#### [Requirement]
Write out every line below that contains "dugout".

Records from a collection
^^^^
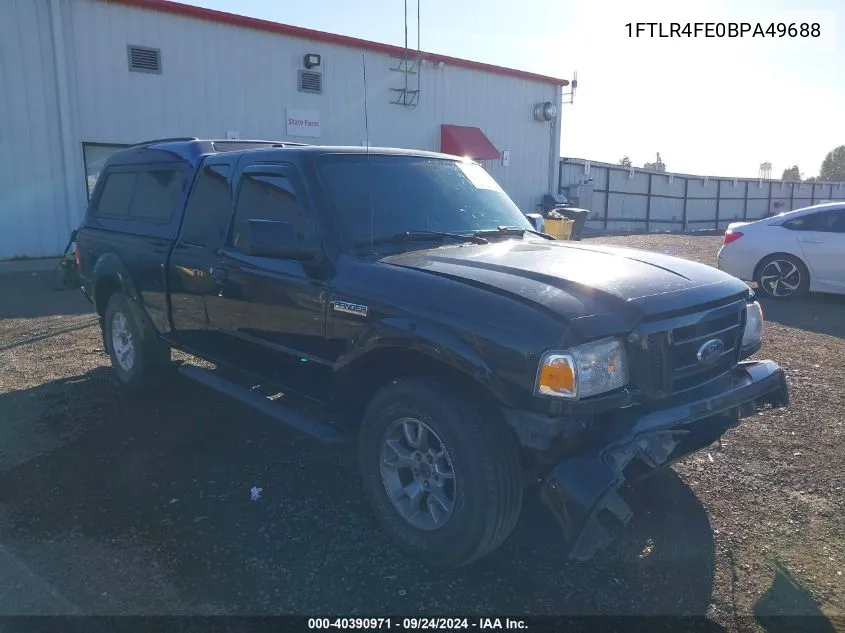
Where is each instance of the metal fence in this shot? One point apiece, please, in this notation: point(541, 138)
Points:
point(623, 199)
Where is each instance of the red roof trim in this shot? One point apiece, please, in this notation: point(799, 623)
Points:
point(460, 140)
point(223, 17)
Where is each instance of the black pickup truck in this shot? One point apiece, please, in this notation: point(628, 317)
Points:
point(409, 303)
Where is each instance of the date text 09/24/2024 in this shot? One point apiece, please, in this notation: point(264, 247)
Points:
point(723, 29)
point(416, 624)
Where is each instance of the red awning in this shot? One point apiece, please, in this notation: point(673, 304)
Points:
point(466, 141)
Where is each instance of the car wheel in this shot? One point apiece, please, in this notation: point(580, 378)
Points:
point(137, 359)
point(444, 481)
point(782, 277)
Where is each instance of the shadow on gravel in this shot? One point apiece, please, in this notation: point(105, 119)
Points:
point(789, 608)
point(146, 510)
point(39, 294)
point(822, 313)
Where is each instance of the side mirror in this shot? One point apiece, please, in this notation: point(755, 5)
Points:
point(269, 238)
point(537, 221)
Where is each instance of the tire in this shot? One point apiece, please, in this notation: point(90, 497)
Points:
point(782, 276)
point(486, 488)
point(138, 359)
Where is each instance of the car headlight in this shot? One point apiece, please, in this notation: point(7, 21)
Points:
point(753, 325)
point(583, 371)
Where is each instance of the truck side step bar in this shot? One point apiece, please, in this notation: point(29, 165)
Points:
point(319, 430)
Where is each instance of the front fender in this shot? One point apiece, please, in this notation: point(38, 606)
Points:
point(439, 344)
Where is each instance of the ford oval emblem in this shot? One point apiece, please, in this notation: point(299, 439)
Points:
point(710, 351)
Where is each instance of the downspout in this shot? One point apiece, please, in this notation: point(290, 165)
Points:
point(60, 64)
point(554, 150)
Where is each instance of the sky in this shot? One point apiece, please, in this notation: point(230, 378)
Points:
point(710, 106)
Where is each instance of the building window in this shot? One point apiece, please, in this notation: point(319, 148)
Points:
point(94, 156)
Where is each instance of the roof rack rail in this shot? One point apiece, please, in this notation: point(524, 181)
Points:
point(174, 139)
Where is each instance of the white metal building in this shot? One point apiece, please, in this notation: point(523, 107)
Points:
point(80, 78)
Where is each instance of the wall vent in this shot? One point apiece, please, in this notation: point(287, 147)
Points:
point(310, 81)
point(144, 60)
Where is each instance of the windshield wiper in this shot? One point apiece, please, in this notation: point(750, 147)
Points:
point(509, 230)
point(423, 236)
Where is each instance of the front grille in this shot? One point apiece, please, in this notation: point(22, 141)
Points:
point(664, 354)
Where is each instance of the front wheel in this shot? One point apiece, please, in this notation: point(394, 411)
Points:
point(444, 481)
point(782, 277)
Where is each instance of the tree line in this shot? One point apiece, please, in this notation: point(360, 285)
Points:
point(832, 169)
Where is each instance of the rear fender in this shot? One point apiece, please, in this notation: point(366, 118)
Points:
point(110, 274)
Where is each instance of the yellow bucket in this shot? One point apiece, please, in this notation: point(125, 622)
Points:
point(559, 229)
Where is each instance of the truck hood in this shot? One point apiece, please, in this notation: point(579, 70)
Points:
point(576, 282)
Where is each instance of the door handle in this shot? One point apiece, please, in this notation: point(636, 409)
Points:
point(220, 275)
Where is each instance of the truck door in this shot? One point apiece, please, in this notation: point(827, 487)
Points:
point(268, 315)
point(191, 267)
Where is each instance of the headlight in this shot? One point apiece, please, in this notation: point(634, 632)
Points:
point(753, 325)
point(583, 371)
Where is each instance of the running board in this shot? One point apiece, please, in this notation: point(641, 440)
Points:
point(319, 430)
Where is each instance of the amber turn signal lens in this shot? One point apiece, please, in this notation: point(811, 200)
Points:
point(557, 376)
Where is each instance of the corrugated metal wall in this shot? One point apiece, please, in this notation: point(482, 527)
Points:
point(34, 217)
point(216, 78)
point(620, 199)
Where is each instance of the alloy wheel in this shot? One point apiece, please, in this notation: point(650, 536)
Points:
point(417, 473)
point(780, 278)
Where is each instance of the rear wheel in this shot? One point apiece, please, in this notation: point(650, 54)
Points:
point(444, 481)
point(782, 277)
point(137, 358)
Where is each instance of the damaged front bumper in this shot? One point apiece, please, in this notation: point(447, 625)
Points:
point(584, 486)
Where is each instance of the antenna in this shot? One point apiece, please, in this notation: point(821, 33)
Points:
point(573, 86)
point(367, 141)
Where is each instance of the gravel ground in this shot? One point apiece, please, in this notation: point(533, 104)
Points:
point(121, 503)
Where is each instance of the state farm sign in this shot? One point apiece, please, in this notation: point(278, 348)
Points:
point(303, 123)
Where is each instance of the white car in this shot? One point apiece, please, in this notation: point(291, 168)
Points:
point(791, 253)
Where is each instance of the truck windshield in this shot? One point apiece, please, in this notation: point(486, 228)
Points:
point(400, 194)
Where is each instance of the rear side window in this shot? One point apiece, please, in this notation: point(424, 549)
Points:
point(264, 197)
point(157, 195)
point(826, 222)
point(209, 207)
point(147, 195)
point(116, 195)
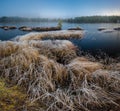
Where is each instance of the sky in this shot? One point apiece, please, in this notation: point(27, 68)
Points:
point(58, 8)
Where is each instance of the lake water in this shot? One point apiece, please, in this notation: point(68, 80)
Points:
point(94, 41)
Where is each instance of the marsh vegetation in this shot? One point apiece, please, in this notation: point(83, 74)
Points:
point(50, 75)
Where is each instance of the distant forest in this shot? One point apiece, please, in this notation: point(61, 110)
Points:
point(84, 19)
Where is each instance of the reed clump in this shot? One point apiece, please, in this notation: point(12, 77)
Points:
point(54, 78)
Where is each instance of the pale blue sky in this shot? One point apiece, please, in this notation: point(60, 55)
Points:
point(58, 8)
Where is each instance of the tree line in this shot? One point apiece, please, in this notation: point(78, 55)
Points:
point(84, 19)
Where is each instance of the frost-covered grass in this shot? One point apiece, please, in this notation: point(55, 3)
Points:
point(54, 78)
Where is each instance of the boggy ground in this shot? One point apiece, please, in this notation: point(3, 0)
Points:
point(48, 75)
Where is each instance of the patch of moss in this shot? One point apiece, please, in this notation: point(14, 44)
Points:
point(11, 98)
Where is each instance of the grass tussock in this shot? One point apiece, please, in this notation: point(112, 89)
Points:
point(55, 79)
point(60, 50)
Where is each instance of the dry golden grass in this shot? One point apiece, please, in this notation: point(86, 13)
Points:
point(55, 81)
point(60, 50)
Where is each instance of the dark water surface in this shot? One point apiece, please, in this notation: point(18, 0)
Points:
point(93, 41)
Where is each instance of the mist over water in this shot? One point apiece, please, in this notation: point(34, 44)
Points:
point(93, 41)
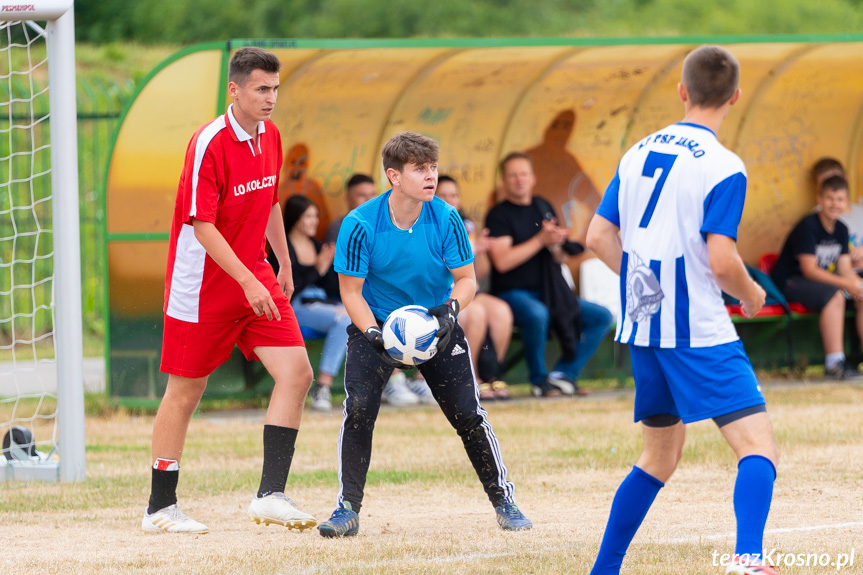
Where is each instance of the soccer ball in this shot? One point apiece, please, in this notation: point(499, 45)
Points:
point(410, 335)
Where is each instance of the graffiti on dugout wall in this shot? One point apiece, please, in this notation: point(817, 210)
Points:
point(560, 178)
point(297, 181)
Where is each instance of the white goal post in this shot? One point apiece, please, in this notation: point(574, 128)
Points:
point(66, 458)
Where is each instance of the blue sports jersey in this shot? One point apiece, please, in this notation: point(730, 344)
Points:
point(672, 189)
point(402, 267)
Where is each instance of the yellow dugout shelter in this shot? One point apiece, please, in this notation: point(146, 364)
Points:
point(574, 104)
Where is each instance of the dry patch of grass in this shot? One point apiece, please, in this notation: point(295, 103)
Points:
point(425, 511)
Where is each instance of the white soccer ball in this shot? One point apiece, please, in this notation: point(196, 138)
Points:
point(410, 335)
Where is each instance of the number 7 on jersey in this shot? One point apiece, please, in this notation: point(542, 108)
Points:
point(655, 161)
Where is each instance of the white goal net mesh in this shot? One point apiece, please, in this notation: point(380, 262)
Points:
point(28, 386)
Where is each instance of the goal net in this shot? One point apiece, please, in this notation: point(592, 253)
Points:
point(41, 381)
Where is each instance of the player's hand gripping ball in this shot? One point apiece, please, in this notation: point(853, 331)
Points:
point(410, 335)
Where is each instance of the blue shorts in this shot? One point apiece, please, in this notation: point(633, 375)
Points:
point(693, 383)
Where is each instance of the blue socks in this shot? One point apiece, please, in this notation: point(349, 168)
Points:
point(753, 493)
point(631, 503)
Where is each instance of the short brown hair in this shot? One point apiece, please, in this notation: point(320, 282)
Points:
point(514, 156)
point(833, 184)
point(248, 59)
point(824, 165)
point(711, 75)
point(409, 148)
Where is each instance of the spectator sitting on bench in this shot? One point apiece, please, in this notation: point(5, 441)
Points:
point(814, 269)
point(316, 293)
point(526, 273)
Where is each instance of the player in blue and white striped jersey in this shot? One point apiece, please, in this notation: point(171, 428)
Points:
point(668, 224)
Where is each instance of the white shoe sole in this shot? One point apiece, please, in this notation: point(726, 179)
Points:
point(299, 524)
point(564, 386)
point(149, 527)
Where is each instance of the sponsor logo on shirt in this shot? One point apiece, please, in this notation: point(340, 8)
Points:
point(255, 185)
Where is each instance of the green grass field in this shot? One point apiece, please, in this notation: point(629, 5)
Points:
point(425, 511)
^^^^
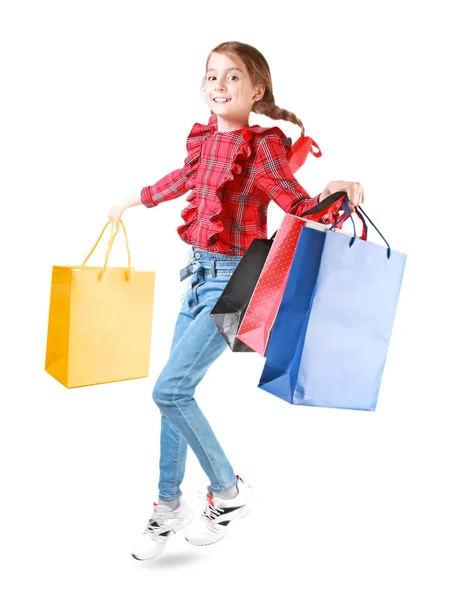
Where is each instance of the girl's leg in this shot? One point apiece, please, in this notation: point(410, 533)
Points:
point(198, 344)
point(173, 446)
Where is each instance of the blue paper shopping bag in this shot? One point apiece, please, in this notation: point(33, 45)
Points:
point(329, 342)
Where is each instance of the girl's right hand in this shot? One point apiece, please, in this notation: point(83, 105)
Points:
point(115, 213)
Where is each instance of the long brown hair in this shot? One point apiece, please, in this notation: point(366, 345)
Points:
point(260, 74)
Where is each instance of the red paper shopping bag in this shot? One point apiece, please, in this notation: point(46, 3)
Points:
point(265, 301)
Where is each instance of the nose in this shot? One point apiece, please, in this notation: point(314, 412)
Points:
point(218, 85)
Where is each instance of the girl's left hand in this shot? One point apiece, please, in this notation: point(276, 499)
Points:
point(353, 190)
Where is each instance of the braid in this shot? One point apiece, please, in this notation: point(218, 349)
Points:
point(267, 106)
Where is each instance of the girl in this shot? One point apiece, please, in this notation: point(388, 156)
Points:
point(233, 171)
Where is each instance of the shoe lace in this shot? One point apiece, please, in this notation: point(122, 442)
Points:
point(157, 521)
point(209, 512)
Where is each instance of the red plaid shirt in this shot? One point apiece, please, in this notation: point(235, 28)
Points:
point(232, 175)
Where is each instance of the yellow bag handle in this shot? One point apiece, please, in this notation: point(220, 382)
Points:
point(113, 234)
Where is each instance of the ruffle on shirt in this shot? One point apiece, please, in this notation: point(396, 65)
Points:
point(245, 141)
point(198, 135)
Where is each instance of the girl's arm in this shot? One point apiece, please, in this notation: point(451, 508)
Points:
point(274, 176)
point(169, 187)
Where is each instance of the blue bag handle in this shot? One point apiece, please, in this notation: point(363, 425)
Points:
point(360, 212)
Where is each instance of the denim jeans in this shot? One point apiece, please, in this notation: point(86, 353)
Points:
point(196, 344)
^^^^
#### [Task output]
Where is each instance of the graffiti on dugout wall in this shot? One point apiece, please, in this notation: point(817, 210)
Where is each instance of the yellow dugout shelter in this shot? One point apiece, please, in this notation: point(146, 364)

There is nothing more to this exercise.